### RECORDS FOR THIS TASK
Content starts
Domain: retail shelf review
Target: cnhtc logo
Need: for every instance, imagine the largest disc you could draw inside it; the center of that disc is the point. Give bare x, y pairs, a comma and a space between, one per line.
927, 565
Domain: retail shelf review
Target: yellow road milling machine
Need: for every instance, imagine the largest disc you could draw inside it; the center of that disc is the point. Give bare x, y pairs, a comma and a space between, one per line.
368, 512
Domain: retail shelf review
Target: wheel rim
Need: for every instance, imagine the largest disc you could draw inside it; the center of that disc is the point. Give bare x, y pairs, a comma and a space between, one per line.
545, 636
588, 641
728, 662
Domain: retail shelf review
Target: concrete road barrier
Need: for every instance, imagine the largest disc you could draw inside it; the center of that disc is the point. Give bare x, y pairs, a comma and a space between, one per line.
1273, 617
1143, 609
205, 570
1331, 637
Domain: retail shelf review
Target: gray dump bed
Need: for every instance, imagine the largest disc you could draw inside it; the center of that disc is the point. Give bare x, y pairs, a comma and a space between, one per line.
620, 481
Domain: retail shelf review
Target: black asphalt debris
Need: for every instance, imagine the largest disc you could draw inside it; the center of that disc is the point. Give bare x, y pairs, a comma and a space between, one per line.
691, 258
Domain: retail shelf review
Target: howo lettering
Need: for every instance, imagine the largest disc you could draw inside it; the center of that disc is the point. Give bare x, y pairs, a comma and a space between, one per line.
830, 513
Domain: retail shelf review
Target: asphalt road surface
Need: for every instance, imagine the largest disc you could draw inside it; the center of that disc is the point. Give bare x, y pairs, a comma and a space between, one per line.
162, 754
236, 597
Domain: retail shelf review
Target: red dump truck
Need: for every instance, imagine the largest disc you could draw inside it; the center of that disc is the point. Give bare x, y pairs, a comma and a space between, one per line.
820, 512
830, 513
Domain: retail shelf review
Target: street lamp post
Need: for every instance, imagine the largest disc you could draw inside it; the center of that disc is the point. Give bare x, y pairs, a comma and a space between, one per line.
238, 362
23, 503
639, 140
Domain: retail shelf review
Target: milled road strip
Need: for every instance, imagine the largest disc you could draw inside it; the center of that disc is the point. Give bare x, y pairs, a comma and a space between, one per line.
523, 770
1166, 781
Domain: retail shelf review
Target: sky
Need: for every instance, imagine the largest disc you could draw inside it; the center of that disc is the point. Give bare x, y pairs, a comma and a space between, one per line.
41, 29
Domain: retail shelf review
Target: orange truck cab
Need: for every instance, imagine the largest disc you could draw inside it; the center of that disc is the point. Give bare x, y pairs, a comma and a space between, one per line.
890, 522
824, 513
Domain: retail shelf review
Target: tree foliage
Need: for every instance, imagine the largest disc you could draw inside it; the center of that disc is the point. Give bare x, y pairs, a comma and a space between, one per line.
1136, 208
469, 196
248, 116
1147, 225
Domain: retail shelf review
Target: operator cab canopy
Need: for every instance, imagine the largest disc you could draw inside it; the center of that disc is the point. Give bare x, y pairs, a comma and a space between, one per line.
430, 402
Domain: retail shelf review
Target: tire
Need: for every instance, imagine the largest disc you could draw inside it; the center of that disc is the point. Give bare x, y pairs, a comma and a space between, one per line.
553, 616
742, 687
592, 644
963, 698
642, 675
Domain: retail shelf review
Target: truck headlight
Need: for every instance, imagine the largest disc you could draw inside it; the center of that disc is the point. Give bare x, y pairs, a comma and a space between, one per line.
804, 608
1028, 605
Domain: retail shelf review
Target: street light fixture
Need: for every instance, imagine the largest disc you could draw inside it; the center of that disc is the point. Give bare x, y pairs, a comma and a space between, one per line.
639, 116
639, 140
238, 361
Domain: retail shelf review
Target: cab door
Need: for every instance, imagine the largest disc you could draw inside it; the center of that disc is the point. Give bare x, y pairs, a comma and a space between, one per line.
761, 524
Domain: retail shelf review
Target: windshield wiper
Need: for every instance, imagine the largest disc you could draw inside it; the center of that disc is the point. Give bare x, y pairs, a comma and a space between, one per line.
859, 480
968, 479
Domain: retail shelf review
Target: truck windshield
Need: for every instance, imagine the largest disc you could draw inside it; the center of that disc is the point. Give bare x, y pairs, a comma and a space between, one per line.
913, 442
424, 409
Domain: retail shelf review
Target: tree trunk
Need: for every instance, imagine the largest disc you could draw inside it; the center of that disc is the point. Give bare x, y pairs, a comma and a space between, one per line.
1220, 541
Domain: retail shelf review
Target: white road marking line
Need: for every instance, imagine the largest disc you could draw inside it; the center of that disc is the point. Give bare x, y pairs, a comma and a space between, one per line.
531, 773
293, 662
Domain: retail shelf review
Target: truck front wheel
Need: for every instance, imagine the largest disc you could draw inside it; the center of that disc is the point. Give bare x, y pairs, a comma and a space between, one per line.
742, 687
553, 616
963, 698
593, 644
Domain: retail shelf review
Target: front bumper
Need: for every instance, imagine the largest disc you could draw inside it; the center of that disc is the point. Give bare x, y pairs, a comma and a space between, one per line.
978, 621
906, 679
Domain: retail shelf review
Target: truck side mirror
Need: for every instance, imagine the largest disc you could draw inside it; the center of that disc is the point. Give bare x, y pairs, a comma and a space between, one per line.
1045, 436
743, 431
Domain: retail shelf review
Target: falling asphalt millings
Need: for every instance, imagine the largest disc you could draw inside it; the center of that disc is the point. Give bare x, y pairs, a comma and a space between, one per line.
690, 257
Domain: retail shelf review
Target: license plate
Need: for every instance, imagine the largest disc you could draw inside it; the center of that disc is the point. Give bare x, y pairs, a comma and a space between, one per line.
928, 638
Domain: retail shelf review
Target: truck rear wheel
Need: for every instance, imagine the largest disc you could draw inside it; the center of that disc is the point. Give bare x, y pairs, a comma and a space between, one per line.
Content ends
### WORK TO COMPLETE
Transcribe all the material, keeping each word as it is.

### TASK OUTPUT
Domain: retail shelf review
Target: cnhtc logo
Need: for every instance, imagine the largest disc you could draw inside it; the center of that disc is the point. Give bare x, y pairs, a comma and a space between, one per line.
927, 565
Domain: retail shelf review
Target: yellow road milling machine
Need: for every instance, imagine the largest disc you could draw inside it; the center of that disc is the point. Give bare x, y pairs, a comma and a space between, one per line.
368, 512
Domain: retail shelf review
Target: wheel rim
Need: for every instance, imagine the largest disc you could draw inside it; the center of that disc is the point. Give bare x, y pairs, a comma and a space between, one per line.
545, 636
588, 641
728, 662
Domain: retail shelf review
Target: concrete road barrier
Need: for every instance, imagine the largest disc you could draw inside it; the center of that disc is the point. Give bare x, y pairs, a comma and a space between, one per line.
1273, 617
1143, 609
205, 570
1331, 637
Domain: retail shelf review
Target: gray dump bed
Need: for every instance, imagine the largest disc you could draw inside it; the center of that disc is the point. Give bare x, y pairs, a comma and a space between, one per line.
620, 481
Domain: retail shelf review
Target: black asphalt debris
Need: for every instance, imagine the largest disc you could draw inside it; the center of that disc is the point. Give bare x, y pairs, a comma and a space between, one per line.
691, 258
Domain: retail shelf review
Target: howo lettering
Need: for every instance, imagine the largest disc you could draw inside it; the center of that disc is the point. Give bare x, y pairs, a comma and a space between, one per line.
830, 513
Domain: retail shelf review
Target: asphalt road surface
Need: for every instance, imagine the largest disc you could draw inside it; the center of that disc is the point. Give bare x, y pairs, a comma and a space between, one per line.
162, 754
236, 597
Domain: retail shelf review
Target: red dump truck
Need: for every instance, imagine the largest disc you could draw inside it; the center of that disc is the point. Give bare x, y pairs, a comma and a space between, one per line.
820, 512
830, 513
Domain: retail shelf review
Target: street lamp post
Need: for every instance, imagine the largest disc you could draw inside it; the center of that disc is the point. Give bare x, y pairs, a comma and a space between, one per line.
238, 362
23, 503
639, 140
Domain: retail shelf review
Target: milled road strip
Need: for every instance, imagine the largest disc you could draw inside it; the center of that disc is the point. Give bare x, y pairs, a comma and a space between, one per line.
523, 770
1166, 781
Domain: retail shelf review
Target: sky
Need: for every instance, imagine the largest disc you could draw inside it; the center of that disc is the point. Give bare x, y pairs, a comma and a space between, one per line.
41, 29
Domain: retail shelf review
Target: orange truck cab
Need: for every instance, imagine the largest disc you could draw inside it; the center of that disc is the point. Give bare x, y pairs, a comma and a space between, one per line.
890, 522
824, 513
Domain: retail shelf review
Target: tree foliage
Need: for every instance, imagine the largest disc you could draw inside it; the center of that disc is the point. Give bare x, y pairs, a comma and a space between, one per line.
1136, 208
469, 196
248, 116
1147, 225
Domain: retail shelf review
Target: operator cab canopy
Need: for every instance, imagine the largest disc you could draw inside it; the center of that disc is the point. Give bare x, y pairs, a comma and a space between, one per line.
430, 402
Domain: retail shelf review
Target: tire
Need: for every instance, imagine the largest disc you could draw inside it; the center of that disc is the point. Give bare x, y pairs, a comma and a space between, one per line.
553, 616
742, 687
592, 644
963, 698
642, 675
Domain: retail shelf review
Target: truck headlight
Need: for every instance, imagine the largest disc you could draw inside it; the center of that disc is the point. Give bare x, y pairs, a comma and a space between, one per line.
804, 608
1028, 605
Domain: retail shelf review
Target: street light fixture
Need: for every instance, imagine the largest disc you could draw inside it; the center of that disc is the point. Give bare x, y pairs, a comma and a space between, one per line.
639, 116
639, 140
238, 361
Domain: retail shelf review
Target: cab door
Need: for every instance, imagine the largest disc you could draw inside it; the center of that disc is the point. Give bare x, y pairs, a comma and a space between, one per line.
761, 524
Domain: retail shelf review
Target: windshield wiper
Need: for every instance, imagine the largest disc you could draw inside it; the center of that disc is the point. Give bare x, y pairs, a comma and a space between, one per line.
859, 480
968, 479
Domain: retail shelf review
Target: truck windshield
Need: for every instance, imagine the largest disc you could draw inside it; the center of that disc is the point. Give bare x, y pairs, a comma and a space between, one per line.
913, 442
424, 409
Domain: retail shelf review
Target: tree trunk
Need: for every instance, imagine the largest disc you could draw inside it; the center of that disc is the point. Give bare x, y pairs, a comma and a space between, one per line.
1220, 541
Domain: retail shelf review
Target: white road marking line
Need: for every instance, imagine the largest disc you could draw inside it; the center of that disc is the point. Give bare x, y pairs, a comma and a space between, one per line.
531, 773
293, 662
Domain: retail shelf review
Target: truck front wheel
Need: for every instance, imagine the largest disc you could draw inside it; the center of that disc is the point. Give bare x, y pairs, a comma and a space between, one per line.
742, 687
553, 616
963, 698
593, 644
Domain: retail shelf review
Target: front bumper
Need: for every instance, imagine the largest disc you could draw inside it; the center of that disc is the point. Give bare x, y pairs, a comma and a space between, one per line.
978, 621
906, 679
Domain: retail shelf review
Target: truck side mirror
Need: for every instance, imagine the largest disc you could draw inside it; the center of that disc is the point. Give bare x, y pairs, a comma and a space between, one per line.
1045, 436
743, 431
Domain: retail shelf review
Target: falling asphalt millings
Need: for every instance, imagine the largest disc you could draw inside it; the center of that disc is the point. Give bare x, y pairs, a comma and a space between, one per line.
690, 257
Domain: retail shelf review
Target: license plate
Need: for every instance, imagine the largest disc you could draw inside it; the center of that disc is the point. Give bare x, y pairs, a comma and a space between, one per line.
928, 638
Domain: retail shelf review
Target: truck rear wheel
Need: for every instance, imagine the largest disc you could draw inside it; the center of that disc is the point. Give bare x, y pairs, a comma and a space between, one per line.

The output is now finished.